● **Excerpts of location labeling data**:
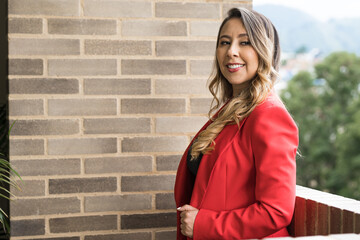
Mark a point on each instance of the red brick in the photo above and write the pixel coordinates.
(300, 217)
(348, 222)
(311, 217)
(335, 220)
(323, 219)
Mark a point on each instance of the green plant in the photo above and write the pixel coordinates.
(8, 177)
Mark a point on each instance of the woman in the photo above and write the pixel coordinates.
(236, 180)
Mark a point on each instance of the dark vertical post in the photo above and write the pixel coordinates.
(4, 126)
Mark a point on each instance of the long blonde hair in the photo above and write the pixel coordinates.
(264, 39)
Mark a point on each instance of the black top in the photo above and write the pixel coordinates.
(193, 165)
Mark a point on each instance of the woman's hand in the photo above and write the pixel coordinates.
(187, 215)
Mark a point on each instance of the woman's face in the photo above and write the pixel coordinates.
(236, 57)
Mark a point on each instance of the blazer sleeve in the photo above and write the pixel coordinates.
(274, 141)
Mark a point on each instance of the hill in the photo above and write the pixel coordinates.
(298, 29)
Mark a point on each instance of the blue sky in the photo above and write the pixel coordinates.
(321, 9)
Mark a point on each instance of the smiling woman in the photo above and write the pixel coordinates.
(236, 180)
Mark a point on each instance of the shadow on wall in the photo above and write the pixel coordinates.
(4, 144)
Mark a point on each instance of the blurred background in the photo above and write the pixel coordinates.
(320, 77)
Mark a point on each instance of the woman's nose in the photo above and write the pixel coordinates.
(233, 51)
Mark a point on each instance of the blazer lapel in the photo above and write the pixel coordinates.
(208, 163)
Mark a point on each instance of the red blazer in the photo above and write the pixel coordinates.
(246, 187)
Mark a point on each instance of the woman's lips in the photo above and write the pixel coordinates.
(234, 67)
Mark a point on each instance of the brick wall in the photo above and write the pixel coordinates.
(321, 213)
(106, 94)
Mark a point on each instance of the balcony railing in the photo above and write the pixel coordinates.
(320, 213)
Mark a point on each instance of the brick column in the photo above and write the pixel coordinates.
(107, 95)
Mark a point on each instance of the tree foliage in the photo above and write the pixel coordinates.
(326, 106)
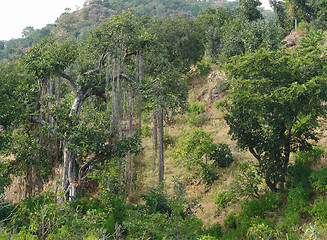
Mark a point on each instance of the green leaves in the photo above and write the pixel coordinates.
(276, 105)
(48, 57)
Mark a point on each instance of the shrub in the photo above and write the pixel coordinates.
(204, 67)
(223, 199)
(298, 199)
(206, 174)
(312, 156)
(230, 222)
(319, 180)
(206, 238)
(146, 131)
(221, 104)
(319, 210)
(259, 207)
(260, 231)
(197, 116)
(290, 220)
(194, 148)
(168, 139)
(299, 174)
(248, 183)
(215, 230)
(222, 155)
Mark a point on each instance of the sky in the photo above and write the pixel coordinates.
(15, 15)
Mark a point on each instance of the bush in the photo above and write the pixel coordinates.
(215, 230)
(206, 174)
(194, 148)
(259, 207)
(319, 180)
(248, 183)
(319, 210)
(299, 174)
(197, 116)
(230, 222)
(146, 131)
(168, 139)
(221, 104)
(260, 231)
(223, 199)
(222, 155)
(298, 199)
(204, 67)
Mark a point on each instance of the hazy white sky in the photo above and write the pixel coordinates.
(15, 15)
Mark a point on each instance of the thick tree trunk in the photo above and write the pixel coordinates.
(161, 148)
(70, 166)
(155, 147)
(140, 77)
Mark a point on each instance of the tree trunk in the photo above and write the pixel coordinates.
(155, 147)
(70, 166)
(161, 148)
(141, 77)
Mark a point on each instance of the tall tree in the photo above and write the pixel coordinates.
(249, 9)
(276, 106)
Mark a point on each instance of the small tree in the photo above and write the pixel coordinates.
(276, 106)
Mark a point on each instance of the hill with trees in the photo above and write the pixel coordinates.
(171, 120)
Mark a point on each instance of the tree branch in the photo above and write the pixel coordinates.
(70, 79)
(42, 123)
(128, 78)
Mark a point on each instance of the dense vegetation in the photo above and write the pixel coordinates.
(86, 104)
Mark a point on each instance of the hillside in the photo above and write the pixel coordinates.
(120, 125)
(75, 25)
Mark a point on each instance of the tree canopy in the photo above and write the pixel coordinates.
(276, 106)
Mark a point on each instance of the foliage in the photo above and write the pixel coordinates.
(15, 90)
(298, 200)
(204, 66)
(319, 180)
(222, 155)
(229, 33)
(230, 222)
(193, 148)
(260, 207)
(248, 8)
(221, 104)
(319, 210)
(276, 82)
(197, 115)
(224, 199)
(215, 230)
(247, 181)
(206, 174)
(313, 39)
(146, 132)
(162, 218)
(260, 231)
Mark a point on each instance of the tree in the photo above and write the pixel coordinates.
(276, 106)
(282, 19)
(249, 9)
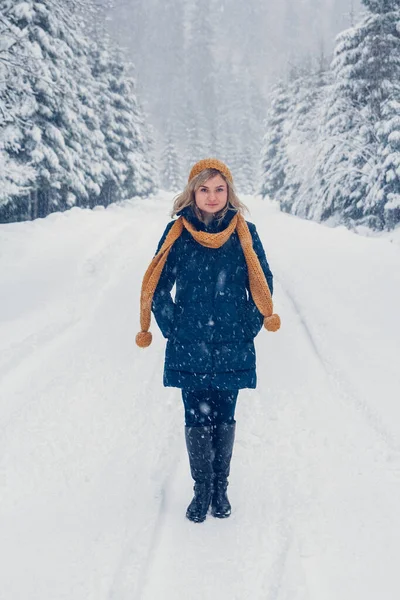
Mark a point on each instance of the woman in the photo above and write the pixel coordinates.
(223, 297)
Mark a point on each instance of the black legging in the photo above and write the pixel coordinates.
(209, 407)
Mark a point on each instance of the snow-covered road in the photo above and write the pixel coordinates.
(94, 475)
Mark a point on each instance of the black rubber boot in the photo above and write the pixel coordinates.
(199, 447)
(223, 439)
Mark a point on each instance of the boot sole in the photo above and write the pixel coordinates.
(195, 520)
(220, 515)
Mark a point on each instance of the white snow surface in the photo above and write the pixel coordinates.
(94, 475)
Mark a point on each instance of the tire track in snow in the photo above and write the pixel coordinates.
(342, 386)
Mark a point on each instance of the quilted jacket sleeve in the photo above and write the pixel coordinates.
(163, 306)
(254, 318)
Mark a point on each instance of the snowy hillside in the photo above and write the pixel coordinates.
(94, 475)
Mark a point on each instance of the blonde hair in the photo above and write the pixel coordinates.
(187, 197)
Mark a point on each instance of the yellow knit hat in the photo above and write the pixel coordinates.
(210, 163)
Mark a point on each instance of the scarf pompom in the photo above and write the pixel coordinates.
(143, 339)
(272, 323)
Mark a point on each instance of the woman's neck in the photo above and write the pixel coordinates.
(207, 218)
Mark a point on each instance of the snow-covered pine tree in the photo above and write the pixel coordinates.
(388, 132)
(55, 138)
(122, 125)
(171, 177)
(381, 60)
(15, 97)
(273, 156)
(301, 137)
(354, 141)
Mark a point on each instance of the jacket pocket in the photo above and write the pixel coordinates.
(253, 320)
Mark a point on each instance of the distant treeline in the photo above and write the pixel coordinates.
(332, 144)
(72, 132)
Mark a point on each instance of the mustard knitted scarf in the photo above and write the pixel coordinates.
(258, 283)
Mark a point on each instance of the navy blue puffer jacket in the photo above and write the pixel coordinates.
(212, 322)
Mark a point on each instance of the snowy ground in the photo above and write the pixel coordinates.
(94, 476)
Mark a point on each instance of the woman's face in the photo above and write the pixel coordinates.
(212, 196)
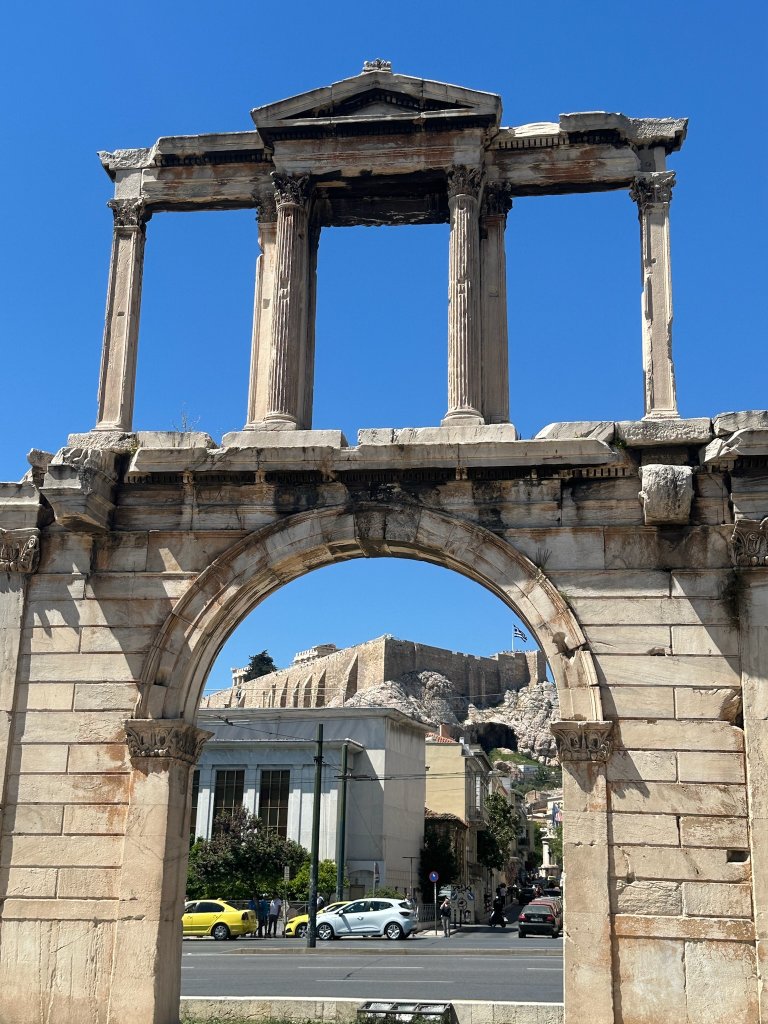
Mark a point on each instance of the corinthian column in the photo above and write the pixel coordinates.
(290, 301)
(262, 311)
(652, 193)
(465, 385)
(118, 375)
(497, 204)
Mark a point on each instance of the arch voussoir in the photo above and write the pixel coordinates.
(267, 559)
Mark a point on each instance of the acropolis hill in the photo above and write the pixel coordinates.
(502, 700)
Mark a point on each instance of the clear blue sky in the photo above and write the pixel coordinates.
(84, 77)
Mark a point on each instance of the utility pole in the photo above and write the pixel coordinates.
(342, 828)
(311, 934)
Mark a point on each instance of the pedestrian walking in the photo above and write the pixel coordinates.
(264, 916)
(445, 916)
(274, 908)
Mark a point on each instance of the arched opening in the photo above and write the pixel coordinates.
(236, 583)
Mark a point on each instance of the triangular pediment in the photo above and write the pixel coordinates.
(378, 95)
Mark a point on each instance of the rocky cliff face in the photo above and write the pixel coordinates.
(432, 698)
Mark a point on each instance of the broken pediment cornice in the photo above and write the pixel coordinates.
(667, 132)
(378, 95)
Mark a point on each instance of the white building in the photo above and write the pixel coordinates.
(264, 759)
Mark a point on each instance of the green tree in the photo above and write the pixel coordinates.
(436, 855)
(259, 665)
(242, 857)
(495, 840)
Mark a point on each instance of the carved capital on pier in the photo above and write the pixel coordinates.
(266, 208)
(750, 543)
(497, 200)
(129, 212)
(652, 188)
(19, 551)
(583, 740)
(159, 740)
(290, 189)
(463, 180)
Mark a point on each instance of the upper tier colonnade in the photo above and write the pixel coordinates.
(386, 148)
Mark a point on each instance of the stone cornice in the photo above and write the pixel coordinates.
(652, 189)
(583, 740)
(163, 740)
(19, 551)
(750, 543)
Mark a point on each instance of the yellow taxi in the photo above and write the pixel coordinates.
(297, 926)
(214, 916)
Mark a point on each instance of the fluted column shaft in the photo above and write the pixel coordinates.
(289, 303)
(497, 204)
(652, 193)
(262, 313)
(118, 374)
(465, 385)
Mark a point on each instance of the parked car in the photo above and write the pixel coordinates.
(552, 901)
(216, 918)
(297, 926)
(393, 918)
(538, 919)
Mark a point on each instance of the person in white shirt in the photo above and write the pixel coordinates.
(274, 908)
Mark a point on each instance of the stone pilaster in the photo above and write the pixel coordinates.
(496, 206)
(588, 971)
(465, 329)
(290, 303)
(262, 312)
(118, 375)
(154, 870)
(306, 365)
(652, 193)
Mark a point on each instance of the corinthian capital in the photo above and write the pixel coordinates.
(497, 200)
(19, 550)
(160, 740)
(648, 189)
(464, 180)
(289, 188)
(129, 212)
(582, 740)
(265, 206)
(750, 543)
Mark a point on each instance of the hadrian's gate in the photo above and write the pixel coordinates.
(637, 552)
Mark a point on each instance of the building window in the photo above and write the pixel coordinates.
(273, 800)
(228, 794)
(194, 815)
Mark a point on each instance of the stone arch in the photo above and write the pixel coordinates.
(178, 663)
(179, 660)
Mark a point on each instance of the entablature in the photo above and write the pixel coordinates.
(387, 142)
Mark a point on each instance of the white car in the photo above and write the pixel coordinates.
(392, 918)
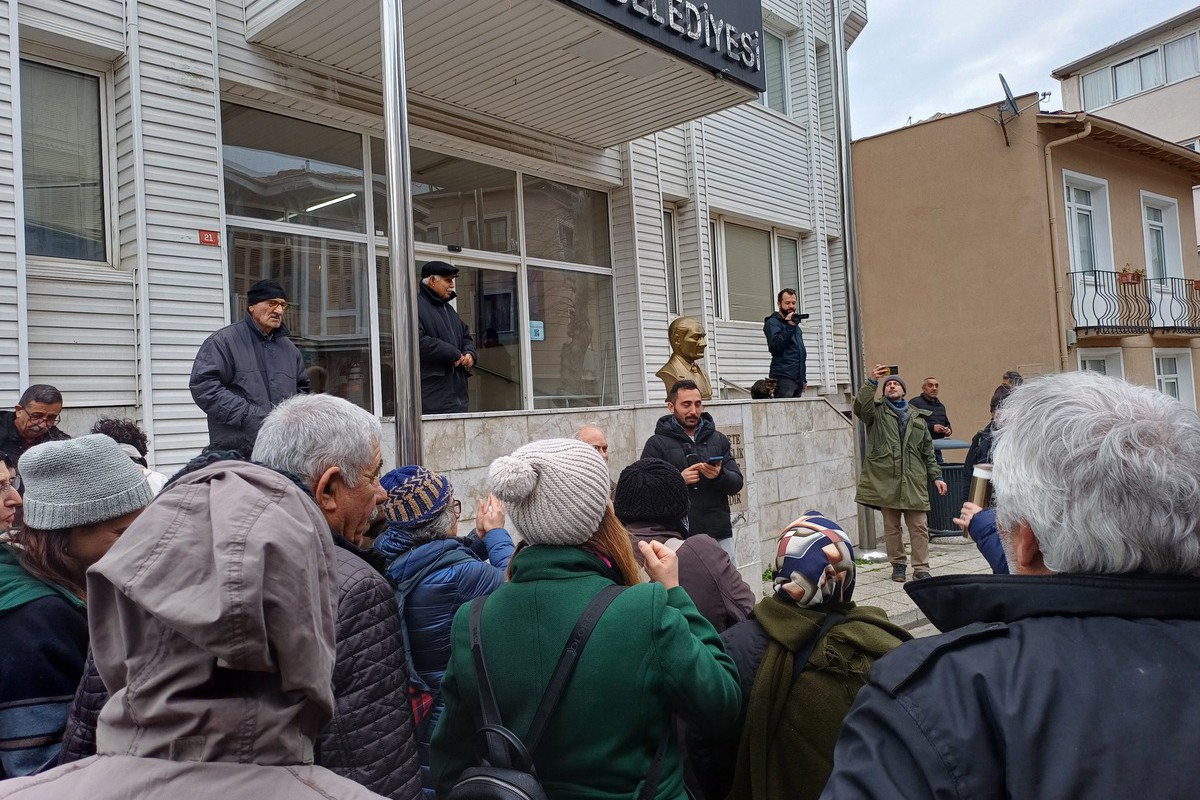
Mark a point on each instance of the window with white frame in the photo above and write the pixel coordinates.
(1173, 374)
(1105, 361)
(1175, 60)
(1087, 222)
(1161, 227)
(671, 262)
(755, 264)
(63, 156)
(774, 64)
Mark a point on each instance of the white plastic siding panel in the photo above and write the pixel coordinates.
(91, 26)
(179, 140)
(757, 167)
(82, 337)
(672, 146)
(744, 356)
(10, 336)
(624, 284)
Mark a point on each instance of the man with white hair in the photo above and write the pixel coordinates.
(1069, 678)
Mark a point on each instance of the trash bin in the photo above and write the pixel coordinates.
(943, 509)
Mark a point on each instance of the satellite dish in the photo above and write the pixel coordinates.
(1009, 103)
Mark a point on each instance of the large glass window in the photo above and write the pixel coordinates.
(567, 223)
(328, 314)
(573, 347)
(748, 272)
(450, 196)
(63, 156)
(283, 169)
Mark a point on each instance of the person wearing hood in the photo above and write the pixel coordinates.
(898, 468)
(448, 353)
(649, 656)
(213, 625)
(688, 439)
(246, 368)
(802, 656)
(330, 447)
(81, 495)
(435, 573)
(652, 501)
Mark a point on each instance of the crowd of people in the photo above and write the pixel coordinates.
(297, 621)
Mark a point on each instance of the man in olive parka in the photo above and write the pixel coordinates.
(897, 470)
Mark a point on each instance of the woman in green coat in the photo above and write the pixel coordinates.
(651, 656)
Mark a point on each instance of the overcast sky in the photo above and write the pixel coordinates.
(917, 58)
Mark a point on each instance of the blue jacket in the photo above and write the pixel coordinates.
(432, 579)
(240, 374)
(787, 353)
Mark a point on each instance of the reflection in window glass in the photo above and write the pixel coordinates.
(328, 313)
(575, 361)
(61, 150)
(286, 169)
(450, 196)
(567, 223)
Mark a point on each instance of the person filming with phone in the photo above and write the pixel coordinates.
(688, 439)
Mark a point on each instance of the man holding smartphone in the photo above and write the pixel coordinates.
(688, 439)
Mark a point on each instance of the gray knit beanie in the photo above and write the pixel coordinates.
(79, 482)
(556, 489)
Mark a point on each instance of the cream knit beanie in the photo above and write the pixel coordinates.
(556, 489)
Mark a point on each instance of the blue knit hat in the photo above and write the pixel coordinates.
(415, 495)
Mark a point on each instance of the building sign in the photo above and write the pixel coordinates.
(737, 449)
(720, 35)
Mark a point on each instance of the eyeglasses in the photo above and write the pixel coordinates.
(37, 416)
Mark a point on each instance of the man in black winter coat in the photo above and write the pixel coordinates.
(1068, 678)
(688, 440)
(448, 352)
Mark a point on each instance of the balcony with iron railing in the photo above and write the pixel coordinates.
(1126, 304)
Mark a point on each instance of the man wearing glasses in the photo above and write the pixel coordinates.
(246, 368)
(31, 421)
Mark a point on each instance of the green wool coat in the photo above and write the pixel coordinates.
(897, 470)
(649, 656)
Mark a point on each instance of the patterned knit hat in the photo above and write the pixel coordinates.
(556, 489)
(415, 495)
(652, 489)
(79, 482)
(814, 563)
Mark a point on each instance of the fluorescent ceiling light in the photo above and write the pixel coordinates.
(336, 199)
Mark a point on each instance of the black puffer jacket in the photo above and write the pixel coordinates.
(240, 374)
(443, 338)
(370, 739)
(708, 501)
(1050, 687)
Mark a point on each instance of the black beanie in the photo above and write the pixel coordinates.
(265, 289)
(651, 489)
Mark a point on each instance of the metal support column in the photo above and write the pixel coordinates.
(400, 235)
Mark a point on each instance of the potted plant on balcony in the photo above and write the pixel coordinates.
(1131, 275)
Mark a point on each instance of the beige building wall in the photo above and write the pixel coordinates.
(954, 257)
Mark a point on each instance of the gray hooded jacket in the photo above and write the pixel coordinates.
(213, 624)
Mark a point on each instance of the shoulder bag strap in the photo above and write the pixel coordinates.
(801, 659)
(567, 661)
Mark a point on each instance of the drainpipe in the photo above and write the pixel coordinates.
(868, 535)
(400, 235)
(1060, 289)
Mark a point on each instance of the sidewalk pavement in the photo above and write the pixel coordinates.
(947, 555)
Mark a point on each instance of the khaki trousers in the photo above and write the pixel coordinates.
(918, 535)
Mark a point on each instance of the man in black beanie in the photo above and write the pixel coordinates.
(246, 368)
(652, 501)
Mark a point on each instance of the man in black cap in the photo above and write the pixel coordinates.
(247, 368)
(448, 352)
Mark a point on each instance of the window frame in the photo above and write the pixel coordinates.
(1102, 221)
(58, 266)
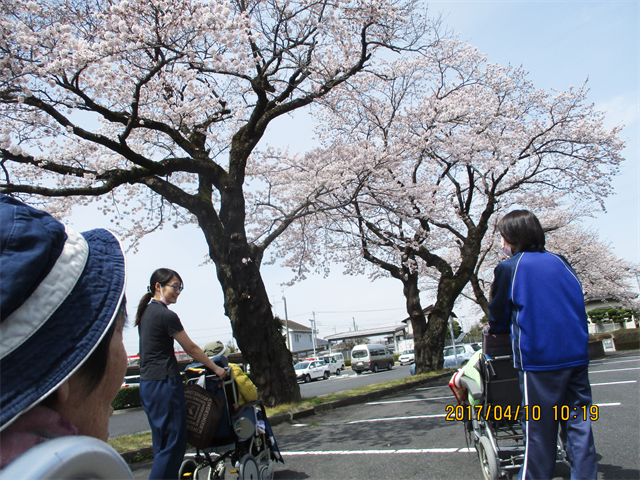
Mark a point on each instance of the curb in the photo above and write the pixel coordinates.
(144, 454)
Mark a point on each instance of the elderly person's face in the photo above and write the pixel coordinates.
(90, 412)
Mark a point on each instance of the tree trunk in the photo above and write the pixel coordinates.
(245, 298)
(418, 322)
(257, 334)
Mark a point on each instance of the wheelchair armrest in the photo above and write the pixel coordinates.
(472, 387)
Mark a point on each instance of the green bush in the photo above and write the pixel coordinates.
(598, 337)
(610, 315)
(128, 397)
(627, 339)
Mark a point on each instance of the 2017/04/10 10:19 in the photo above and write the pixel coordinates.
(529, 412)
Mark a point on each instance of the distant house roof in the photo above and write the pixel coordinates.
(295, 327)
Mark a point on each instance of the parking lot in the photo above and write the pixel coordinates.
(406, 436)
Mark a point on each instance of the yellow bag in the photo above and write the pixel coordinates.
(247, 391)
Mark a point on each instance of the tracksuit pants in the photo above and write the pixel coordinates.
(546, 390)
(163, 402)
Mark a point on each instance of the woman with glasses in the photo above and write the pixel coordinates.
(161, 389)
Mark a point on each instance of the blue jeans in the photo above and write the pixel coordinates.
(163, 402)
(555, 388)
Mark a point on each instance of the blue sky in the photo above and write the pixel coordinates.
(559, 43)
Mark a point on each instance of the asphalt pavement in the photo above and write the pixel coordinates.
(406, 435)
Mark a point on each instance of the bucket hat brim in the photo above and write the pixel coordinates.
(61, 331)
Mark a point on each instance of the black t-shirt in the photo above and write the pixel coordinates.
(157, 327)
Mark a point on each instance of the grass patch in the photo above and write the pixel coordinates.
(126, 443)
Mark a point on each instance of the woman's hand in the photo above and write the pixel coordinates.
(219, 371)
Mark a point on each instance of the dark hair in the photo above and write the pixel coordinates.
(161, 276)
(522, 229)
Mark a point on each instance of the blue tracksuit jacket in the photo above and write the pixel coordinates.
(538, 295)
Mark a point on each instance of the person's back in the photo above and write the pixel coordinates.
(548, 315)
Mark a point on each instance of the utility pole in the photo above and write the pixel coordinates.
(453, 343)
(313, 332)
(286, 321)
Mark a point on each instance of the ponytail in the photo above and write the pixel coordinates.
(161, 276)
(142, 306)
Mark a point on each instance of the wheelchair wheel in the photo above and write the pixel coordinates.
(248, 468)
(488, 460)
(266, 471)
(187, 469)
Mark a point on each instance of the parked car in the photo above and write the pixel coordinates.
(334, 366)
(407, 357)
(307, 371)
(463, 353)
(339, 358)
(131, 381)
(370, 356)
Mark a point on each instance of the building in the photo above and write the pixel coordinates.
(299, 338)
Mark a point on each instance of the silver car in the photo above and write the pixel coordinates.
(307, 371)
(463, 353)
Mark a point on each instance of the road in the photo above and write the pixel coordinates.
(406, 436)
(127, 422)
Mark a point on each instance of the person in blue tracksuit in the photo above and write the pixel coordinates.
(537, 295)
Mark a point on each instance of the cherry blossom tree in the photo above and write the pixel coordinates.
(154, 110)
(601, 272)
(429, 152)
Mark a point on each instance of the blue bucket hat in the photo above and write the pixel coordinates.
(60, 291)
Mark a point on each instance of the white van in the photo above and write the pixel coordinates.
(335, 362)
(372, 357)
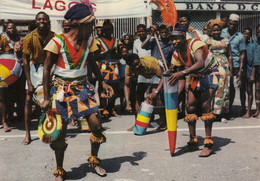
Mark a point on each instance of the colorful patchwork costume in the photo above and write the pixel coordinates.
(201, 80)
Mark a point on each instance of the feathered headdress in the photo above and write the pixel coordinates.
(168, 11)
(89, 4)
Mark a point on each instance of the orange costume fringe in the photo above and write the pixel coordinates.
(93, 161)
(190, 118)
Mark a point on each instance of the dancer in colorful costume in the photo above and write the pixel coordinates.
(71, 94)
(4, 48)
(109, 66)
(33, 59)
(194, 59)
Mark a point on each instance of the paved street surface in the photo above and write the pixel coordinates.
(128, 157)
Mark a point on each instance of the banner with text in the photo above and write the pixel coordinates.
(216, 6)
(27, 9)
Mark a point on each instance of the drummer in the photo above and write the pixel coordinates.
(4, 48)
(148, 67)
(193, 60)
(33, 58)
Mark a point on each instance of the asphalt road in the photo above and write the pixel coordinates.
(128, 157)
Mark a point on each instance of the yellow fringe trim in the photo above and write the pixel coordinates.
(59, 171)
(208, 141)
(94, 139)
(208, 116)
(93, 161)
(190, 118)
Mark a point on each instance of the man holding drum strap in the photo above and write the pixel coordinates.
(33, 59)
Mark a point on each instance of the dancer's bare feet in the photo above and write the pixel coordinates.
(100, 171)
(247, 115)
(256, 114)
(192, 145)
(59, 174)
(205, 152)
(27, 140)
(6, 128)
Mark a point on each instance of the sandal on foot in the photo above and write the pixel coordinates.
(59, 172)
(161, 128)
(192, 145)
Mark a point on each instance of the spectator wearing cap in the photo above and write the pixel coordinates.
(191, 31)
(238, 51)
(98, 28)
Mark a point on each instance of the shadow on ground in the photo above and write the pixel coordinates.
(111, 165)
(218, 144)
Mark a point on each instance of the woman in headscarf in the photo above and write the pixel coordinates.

● **WHAT YOU ARE ASKED TO DO**: Your task is to output exactly the lines running from the one with "Mark a point on each instance of the sandal" through the final line of the material above, with both ends included.

● **TASK RESULT**:
Mark a point on each instance of the sandal on foot in the photo above and write the pixel coordinates.
(59, 172)
(161, 128)
(192, 145)
Mark a point on each instance of the spectator wearing cap in the photo above and write the pixel coordinates.
(191, 31)
(238, 51)
(98, 28)
Mark a point on each instance of the shadow on ground in the photo above and write the pixel coordinates.
(111, 165)
(218, 144)
Mark a point on each instance of the woman in headscarf in the photo above and write the pixel coordinates.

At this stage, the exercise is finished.